▸ **TASK TO COMPLETE**: Print all of the following records line for line, unchanged, without the pictures.

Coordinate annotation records
......

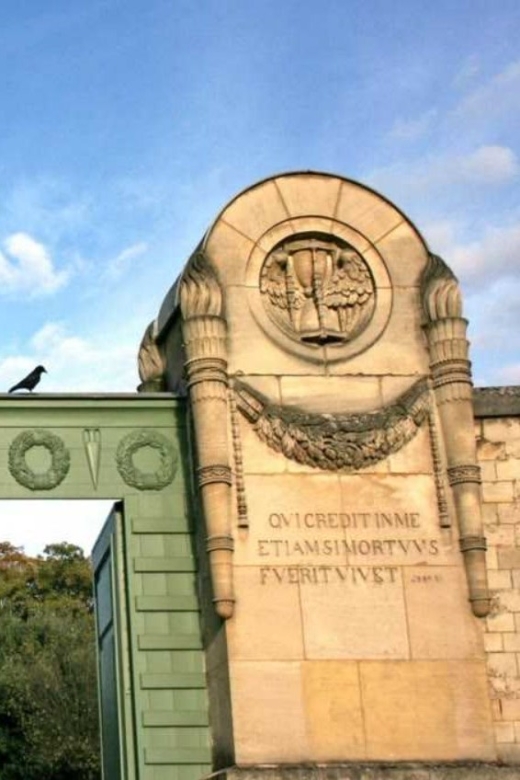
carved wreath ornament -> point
(24, 475)
(142, 480)
(335, 442)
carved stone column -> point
(204, 334)
(451, 374)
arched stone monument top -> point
(299, 202)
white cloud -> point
(494, 255)
(27, 268)
(499, 95)
(468, 71)
(411, 129)
(119, 265)
(485, 166)
(35, 524)
(488, 164)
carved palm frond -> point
(350, 284)
(278, 282)
(335, 442)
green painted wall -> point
(164, 707)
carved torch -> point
(451, 375)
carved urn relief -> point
(318, 289)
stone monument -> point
(322, 349)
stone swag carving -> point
(451, 376)
(335, 442)
(317, 289)
(204, 333)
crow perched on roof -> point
(30, 381)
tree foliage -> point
(48, 680)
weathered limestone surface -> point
(324, 353)
(498, 438)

......

▸ **OUTPUT**:
carved wreath ornament -> point
(24, 475)
(142, 480)
(335, 442)
carved stone column -> point
(204, 334)
(451, 374)
arched stone monument top -> point
(299, 202)
white cloud -> point
(494, 255)
(27, 268)
(499, 95)
(468, 71)
(411, 129)
(119, 265)
(485, 166)
(35, 524)
(488, 164)
carved palm frond -> point
(350, 284)
(278, 282)
(335, 442)
green painted wall -> point
(164, 707)
carved torch -> point
(451, 375)
carved urn relief -> point
(318, 289)
stone monument -> point
(322, 349)
stone swag carving -> point
(451, 376)
(335, 442)
(317, 289)
(204, 333)
crow perched on roof -> point
(30, 381)
tree foliage -> point
(48, 680)
weathered limestone surface -> point
(324, 353)
(498, 438)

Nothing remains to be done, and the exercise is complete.